What to work on:
Rewrite the material below with every "named target" swapped for "named item" and nothing else changed. Leave the pictures out.

Information shown:
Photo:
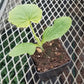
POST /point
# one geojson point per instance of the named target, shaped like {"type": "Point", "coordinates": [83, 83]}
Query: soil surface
{"type": "Point", "coordinates": [53, 56]}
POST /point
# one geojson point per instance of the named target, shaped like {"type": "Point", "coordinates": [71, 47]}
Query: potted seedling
{"type": "Point", "coordinates": [48, 54]}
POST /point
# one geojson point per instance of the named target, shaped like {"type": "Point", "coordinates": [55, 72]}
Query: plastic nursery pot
{"type": "Point", "coordinates": [44, 76]}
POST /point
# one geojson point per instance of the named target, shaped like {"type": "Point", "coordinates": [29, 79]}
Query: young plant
{"type": "Point", "coordinates": [24, 15]}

Exercise solution:
Photo:
POST /point
# one geojson point per instance of the named item, shaped like {"type": "Point", "coordinates": [83, 83]}
Query: soil surface
{"type": "Point", "coordinates": [53, 56]}
POST /point
# one geojson point per instance of the named item, shaped like {"type": "Point", "coordinates": [71, 47]}
Query: potted seedling
{"type": "Point", "coordinates": [48, 54]}
POST /point
# one geojson point per instance of the named item, shaped like {"type": "Point", "coordinates": [55, 72]}
Query: plastic nursery pot
{"type": "Point", "coordinates": [44, 76]}
POST /point
# one geojson point per instance of the named item, shaped like {"type": "Point", "coordinates": [29, 79]}
Query: young plant
{"type": "Point", "coordinates": [24, 15]}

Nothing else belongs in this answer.